#### QUÉ SE PIDE
Por favor, cambia "shop door" por "store entrance" en las líneas del material que empiezan en la que contiene "Task: a point for each instance of the red sign, written" y terminan en la que contiene "pixel 281 145", ambas incluidas, sin alterar nada más. Entrega solo esas líneas.

#### MATERIAL DE TRABAJO
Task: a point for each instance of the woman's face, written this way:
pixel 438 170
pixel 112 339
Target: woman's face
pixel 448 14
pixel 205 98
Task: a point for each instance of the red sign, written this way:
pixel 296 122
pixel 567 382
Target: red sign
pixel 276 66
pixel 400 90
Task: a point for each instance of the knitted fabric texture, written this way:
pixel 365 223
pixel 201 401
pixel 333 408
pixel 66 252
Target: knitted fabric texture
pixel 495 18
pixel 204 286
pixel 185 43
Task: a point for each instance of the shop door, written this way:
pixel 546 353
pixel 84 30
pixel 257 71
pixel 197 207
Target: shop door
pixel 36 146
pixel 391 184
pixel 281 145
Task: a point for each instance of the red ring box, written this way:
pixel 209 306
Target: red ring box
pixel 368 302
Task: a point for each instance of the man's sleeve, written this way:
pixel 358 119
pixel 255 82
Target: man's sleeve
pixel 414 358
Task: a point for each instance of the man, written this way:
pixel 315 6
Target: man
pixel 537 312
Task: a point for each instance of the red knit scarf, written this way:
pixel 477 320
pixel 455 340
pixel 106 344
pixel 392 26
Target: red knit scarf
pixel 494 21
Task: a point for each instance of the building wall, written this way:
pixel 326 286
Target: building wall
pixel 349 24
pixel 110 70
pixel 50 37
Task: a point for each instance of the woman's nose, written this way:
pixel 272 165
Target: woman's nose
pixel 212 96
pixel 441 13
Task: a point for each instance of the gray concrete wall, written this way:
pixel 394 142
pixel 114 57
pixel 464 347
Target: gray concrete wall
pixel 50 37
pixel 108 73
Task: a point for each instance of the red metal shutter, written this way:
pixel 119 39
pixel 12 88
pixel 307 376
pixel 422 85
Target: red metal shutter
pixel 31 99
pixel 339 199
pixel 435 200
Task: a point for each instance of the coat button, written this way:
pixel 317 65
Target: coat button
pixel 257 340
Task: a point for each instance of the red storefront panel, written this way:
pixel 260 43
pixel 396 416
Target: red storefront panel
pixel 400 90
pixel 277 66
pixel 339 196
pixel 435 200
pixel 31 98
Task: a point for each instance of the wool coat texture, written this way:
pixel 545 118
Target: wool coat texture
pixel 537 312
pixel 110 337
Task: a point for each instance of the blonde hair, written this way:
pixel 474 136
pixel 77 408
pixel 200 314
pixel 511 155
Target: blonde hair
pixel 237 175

#### RESPUESTA CORRECTA
Task: a point for each instance of the red sign, written this way:
pixel 296 122
pixel 567 382
Target: red sign
pixel 276 66
pixel 400 90
Task: a point for each instance of the knitted fabric texture, written this way:
pixel 365 223
pixel 201 401
pixel 333 408
pixel 66 252
Target: knitted fabric texture
pixel 495 18
pixel 204 286
pixel 185 43
Task: a point for each instance of the store entrance, written this way:
pixel 546 353
pixel 84 30
pixel 257 71
pixel 197 207
Target: store entrance
pixel 36 146
pixel 391 184
pixel 281 145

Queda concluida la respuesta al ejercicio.